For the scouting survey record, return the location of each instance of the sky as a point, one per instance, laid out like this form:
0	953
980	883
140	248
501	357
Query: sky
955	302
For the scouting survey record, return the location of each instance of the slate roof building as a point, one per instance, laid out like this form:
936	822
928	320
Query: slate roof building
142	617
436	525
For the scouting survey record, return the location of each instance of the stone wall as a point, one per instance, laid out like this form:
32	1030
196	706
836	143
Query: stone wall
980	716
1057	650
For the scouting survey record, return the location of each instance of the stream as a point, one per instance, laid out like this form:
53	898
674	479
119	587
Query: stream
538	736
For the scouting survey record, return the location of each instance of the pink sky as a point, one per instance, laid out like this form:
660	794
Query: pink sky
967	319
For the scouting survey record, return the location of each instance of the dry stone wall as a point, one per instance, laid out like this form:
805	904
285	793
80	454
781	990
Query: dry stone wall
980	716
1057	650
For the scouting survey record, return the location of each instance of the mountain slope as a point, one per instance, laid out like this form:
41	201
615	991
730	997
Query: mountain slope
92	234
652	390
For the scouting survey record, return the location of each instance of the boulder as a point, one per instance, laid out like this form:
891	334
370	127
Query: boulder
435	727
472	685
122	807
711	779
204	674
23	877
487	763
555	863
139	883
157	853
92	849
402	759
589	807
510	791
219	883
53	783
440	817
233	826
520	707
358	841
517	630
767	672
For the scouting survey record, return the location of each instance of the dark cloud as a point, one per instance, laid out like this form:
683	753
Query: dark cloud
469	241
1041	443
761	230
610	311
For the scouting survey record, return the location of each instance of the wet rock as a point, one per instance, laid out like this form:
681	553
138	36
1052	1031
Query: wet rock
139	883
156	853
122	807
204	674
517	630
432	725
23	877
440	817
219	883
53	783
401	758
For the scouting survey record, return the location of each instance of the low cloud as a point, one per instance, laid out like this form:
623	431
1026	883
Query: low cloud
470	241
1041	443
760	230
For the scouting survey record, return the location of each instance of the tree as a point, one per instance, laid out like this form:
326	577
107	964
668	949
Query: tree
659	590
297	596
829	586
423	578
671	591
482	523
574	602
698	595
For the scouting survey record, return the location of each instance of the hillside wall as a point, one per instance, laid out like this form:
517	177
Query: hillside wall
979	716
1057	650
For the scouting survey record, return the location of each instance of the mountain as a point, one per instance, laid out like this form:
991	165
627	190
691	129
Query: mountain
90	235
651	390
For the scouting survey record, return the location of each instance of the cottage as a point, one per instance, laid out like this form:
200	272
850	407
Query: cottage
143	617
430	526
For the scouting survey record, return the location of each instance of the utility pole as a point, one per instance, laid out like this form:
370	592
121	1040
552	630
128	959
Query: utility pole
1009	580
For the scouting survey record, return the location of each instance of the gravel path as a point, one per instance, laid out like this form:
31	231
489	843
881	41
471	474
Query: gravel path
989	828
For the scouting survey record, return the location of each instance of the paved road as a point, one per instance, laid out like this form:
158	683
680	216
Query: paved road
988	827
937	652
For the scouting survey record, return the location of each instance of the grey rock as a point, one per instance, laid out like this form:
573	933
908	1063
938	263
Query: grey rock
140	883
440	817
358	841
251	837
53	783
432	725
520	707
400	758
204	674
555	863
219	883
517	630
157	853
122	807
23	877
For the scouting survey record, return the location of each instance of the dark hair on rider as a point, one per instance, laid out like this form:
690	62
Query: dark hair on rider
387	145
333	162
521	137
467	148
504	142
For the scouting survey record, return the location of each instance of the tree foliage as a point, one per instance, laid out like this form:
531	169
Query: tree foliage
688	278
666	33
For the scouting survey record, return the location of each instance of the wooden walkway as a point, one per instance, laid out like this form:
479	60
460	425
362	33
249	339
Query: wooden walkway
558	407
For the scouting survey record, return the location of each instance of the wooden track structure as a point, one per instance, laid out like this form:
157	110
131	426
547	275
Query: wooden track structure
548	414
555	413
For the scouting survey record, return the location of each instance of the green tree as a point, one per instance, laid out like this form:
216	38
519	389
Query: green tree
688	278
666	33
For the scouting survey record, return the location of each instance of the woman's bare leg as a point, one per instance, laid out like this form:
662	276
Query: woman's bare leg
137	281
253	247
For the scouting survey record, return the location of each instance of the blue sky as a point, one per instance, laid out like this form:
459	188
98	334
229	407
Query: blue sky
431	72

§ REQUIREMENT: The entries above must be returned in full, exactly as shown.

§ COMPLETED TASK:
For the scouting survey record, return the location of each instance of the sky as a point, one per instance, laid out like this form:
0	953
980	883
140	248
501	357
Query: sky
955	302
For the scouting survey record, return the location of each instance of the slate roof building as a point, one per instance, laid out like this form:
936	822
928	320
Query: slate roof building
142	617
436	525
For the scouting survey record, return the location of each instance of the stone wall as a point, one per instance, laid out like this form:
32	1030
196	706
836	143
Query: stone wall
980	716
1057	650
For the scouting survey record, return the location of each instance of the stream as a point, one per instance, laid out like this form:
53	898
674	479
119	587
Query: stream
538	736
For the scouting survey record, return the location of each instance of the pink sky as a point, one per instance, laid out like this form:
660	794
Query: pink sky
967	319
For the scouting survey record, return the location of each instance of the dry stone wall as a point, one per instance, laid out like this form:
805	904
285	793
80	454
781	990
Query: dry stone wall
980	716
1057	650
For the scouting survey record, return the location of each instance of the mountain slope as a point, one per instance, laid out like this form:
41	201
615	991
730	997
Query: mountain slope
92	234
652	390
For the scouting survey record, return the location of each instance of the boulder as a point, one per instance, laid out like this form:
891	334
370	127
Query: boulder
435	727
472	685
122	807
711	779
204	674
23	877
487	763
555	863
139	883
157	853
92	849
402	759
589	807
510	791
219	883
53	783
440	817
233	826
520	707
358	841
517	630
767	672
For the scouting survey record, return the location of each instance of the dark cloud as a point, one per instance, laid out like this form:
683	753
Query: dark cloud
469	241
1041	443
761	230
610	311
For the scouting survey record, return the location of each instance of the wet rock as a point, one per instance, laid out like this form:
681	553
138	36
1052	1031
Query: wet rock
139	883
156	853
122	807
204	674
517	630
432	725
23	877
440	817
219	883
53	783
401	758
For the scouting survey record, return the location of each instance of the low cloud as a point, one per instance, laid out like this form:
623	431
1026	883
Query: low cloud
470	241
1041	443
760	230
For the scouting survey record, return the location of each instance of the tree as a point, one per instance, laid out like this form:
326	577
107	964
668	949
Query: tree
659	590
297	596
829	586
423	578
671	591
482	523
574	602
698	595
For the scouting survey record, return the location of each instance of the hillside wall as a point, one per instance, laid out like this form:
517	177
Query: hillside wall
979	716
1057	650
For the scouting survey record, return the location of each instance of the mountain as a point, one per instance, laid out like this form:
991	165
627	190
691	129
Query: mountain
90	235
651	390
For the scouting survey record, return the location of each instance of the cottage as a point, one per instance, laid out like this form:
200	272
850	407
Query: cottage
143	617
430	526
For the scouting survey record, return the location of each instance of the utility pole as a point, one per instance, laid out like this form:
370	592
121	1040
552	630
128	959
Query: utility pole
1009	580
For the scouting survey record, return the location of each instance of the gravel path as a point, one per instance, laid out like this form:
31	231
489	843
881	41
471	474
Query: gravel path
989	828
For the scouting survey record, return the location of each instance of the paved road as a point, one per instance, laid out like this form:
158	683
680	216
Query: paved road
988	827
937	652
For the scouting survey record, return the location of each instance of the grey rock as a point, one per instance, laid out like this form:
573	933
908	1063
938	263
Query: grey rock
140	883
440	817
358	841
251	837
53	783
432	725
520	707
400	758
204	674
555	863
219	883
517	630
157	853
122	807
23	877
For the scouting survey record, return the location of each instance of the dark hair on rider as a point, one per instance, laid out like this form:
690	62
Query: dark hair on rider
387	145
333	162
521	137
467	148
504	142
For the scouting survey record, return the location of each instance of the tree foliage as a point, one per instance, laid out like this form:
531	169
Query: tree foliage
688	278
666	33
For the scouting survey record, return the location of each instance of the wooden walkway as a point, one per instance, laid out like this form:
479	60
460	425
362	33
249	339
Query: wooden walkway
558	407
For the scouting survey record, return the location of each instance of the wooden track structure as a point, one per instance, laid out like this form:
157	110
131	426
547	275
Query: wooden track structure
548	414
555	413
For the scouting survey record, return the location of each instance of the green tree as a point, one per instance, laid out like this form:
216	38
519	389
Query: green tree
688	278
666	33
For the scouting survey record, return the location of each instance of the woman's bare leg as a point, one per instance, laid out like this form:
662	276
Query: woman's bare leg
137	281
253	247
For the scouting survey record, return the location of each instance of the blue sky as a point, one per instance, laid out like this form:
459	188
98	334
229	407
Query: blue sky
431	72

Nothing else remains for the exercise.